■ 課題 1
データの行のうち、「Question. Put a dot on every instance of the white dress」を含む行から最後の行までを、両端の行も含めて番号付きの一覧に並べなさい。空行は除くこと。

•••••

イエスは苦難を受けた後、御自分が生きていることを、
数多くの証拠をもって使徒たちに示し、四十日にわたって
彼らに現れ、神の国について話された。
そして、彼らと食事を共にしていたとき、こう命じられた。
「エルサレムを離れず、前にわたしから聞いた、
父の約束されたものを待ちなさい。ヨハネは水で洗礼を授けたが、
あなたがたは間もなく聖霊による洗礼を授けられるからである。」
さて、使徒たちは集まって、「主よ、イスラエルのために
国を建て直してくださるのは、この時ですか」と尋ねた。
イエスは言われた。「父が御自分の権威をもってお定めになった
時や時期は、あなたがたの知るところではない。
あなたがたの上に聖霊が降ると、あなたがたは力を受ける。
そして、エルサレムばかりでなく、ユダヤとサマリアの全土で、
また、地の果てに至るまで、わたしの証人となる。」
こう話し終わると、イエスは彼らが見ているうちに天に上げられたが、
雲に覆われて彼らの目から見えなくなった。

•••••

■ 課題 2
ページ抜粋に出てくる地名をすべて、初めて出てくる順に挙げなさい。

•••••

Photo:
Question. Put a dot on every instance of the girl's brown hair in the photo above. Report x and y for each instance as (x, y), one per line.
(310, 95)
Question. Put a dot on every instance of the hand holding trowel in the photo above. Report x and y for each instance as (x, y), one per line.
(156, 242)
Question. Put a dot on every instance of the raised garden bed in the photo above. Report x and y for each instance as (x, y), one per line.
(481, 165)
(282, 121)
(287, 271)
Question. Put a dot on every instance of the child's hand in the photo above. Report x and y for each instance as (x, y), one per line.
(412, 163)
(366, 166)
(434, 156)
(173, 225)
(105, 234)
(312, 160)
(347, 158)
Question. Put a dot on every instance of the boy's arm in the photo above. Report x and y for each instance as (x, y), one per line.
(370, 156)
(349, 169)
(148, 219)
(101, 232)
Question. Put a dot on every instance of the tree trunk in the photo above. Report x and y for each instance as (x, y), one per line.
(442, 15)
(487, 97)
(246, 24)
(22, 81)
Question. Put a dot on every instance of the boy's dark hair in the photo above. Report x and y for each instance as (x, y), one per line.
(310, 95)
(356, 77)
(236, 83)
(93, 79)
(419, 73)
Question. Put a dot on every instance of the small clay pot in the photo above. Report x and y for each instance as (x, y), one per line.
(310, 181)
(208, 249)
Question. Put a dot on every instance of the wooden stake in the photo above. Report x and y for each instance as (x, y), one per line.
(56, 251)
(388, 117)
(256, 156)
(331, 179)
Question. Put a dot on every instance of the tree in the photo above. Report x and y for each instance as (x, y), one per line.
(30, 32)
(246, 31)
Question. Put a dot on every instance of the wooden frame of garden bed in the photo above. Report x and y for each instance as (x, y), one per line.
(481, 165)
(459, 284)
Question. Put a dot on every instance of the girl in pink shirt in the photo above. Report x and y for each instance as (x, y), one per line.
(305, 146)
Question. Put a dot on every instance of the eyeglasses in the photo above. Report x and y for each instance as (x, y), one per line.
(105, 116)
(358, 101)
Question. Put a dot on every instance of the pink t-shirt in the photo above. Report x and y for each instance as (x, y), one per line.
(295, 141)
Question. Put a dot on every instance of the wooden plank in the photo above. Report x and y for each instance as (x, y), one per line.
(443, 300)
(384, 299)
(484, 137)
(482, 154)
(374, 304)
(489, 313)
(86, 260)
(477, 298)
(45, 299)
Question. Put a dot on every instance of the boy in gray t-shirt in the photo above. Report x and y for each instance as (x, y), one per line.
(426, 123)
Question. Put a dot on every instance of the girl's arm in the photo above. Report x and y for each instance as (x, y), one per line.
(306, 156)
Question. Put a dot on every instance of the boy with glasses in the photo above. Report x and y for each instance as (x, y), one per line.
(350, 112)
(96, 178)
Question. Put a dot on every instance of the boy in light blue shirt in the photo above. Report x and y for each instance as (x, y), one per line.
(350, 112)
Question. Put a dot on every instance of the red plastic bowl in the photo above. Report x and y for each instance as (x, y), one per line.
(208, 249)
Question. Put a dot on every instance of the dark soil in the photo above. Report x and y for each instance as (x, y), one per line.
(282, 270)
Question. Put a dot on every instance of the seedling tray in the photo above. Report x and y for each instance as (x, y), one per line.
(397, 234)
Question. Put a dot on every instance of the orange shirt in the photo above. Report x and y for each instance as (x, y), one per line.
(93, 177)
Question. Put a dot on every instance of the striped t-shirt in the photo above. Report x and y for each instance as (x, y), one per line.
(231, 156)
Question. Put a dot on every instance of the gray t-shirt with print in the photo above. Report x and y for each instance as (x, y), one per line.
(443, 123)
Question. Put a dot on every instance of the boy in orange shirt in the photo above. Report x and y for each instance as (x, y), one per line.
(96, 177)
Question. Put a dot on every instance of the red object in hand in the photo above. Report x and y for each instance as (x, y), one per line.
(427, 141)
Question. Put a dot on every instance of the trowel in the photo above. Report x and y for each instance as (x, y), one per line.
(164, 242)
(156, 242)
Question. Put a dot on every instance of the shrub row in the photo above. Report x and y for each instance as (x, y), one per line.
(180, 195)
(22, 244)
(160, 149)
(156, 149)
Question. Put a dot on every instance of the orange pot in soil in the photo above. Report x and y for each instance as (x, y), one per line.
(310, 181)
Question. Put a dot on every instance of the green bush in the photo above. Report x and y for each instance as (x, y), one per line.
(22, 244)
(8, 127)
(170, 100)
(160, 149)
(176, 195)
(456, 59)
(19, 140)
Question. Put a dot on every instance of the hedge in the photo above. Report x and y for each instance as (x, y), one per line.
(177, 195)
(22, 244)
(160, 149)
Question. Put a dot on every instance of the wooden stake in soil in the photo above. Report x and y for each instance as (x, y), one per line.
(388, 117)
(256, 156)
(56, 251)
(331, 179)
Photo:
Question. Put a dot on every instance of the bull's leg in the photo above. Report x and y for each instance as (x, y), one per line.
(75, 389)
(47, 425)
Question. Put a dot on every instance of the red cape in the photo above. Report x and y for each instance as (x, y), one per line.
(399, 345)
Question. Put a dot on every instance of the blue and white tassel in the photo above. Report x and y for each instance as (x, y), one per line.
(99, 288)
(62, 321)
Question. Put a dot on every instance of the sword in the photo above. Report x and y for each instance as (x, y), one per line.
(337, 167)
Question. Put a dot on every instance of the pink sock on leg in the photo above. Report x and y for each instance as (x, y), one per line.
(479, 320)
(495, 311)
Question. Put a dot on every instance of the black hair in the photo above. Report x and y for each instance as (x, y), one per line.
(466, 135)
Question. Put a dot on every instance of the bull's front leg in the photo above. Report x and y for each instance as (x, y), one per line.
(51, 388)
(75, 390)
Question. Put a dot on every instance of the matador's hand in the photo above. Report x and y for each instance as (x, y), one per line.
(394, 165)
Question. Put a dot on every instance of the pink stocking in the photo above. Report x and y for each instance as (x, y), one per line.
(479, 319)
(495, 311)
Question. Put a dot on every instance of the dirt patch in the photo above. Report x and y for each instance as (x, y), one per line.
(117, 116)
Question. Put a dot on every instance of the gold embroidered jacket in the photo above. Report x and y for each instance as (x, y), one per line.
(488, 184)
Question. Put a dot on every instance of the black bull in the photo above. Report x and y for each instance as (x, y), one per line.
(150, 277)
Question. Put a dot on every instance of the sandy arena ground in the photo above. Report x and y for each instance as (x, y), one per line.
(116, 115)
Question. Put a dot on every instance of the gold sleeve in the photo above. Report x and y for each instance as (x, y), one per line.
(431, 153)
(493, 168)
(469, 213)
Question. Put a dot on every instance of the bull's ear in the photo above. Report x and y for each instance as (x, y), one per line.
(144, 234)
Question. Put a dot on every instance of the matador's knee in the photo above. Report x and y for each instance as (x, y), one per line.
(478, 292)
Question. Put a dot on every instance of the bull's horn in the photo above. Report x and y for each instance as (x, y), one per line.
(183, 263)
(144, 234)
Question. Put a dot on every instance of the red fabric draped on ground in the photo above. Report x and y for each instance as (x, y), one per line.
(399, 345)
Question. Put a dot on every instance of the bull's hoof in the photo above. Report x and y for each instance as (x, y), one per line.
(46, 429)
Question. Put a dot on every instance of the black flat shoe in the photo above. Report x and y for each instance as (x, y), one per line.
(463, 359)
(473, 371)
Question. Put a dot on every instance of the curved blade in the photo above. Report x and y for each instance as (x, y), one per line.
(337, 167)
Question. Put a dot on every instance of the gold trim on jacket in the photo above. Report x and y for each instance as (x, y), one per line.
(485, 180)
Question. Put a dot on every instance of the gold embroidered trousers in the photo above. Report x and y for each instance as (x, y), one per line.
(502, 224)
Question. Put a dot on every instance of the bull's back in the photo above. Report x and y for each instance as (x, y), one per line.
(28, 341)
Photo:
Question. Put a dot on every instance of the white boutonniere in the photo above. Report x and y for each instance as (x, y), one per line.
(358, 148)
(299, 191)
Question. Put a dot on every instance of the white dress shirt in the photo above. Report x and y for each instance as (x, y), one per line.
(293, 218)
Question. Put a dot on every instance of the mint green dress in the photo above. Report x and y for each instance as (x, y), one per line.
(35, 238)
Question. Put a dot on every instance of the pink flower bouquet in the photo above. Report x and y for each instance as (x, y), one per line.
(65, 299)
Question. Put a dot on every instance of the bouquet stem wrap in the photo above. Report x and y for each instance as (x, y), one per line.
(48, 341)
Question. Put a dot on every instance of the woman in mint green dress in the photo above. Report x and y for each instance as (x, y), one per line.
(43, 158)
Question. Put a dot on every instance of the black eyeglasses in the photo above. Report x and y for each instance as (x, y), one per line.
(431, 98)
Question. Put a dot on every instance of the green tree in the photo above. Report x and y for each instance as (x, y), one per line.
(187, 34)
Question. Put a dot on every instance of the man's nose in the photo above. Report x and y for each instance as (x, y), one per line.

•••••

■ 回答 1
1. Question. Put a dot on every instance of the white dress shirt in the photo above. Report x and y for each instance as (x, y), one per line.
2. (293, 218)
3. Question. Put a dot on every instance of the mint green dress in the photo above. Report x and y for each instance as (x, y), one per line.
4. (35, 238)
5. Question. Put a dot on every instance of the pink flower bouquet in the photo above. Report x and y for each instance as (x, y), one per line.
6. (65, 299)
7. Question. Put a dot on every instance of the bouquet stem wrap in the photo above. Report x and y for each instance as (x, y), one per line.
8. (48, 341)
9. Question. Put a dot on every instance of the woman in mint green dress in the photo above. Report x and y for each instance as (x, y), one per line.
10. (43, 158)
11. Question. Put a dot on every instance of the black eyeglasses in the photo above. Report x and y for each instance as (x, y), one per line.
12. (431, 98)
13. Question. Put a dot on every instance of the green tree in the photo above. Report x and y for each instance as (x, y), one per line.
14. (187, 34)
15. Question. Put a dot on every instance of the man's nose in the photo above. Report x and y for each instance as (x, y), one per line.

■ 回答 2
エルサレム、イスラエル、ユダヤ、サマリア